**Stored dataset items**
= Beginning of Section =

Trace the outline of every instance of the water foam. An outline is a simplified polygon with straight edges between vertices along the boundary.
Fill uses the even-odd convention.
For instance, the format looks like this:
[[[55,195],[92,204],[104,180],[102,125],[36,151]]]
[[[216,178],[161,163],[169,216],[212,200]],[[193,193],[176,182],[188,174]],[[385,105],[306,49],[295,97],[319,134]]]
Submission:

= End of Section =
= Beginning of Section =

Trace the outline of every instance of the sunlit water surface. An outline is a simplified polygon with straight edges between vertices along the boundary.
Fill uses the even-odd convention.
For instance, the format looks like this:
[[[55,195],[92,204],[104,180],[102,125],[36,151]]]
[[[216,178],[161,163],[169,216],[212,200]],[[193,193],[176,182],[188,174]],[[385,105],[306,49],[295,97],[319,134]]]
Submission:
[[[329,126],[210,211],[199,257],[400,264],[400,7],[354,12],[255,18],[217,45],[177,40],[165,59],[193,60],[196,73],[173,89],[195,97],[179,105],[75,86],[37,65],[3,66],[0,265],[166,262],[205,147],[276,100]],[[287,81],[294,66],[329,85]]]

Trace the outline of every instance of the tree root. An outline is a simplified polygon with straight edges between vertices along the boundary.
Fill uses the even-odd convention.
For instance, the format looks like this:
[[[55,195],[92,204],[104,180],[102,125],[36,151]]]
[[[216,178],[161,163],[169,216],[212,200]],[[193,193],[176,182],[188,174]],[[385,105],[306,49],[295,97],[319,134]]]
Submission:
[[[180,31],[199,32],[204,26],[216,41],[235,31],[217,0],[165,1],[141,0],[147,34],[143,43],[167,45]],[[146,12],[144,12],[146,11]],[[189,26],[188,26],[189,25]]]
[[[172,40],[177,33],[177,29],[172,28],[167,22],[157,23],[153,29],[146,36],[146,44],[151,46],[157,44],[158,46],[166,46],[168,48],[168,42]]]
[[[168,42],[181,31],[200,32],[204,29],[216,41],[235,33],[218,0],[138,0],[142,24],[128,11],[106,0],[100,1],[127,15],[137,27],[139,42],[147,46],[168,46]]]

= End of Section =

**TASK DIRECTIONS**
Where does the string "with" appear in the records above? Return every line that holds it.

**ANSWER SPACE**
Trace the outline of every instance of the water foam. An outline is a simplified polygon with straight edges between vertices along the boundary.
Trace the outline of every instance of the sunlit water surface. An outline is a simplified polygon with straight edges between vertices along the boundary.
Trace the outline of every instance of the tree root. An outline is a simplified polygon with straight edges between vertices along the boundary.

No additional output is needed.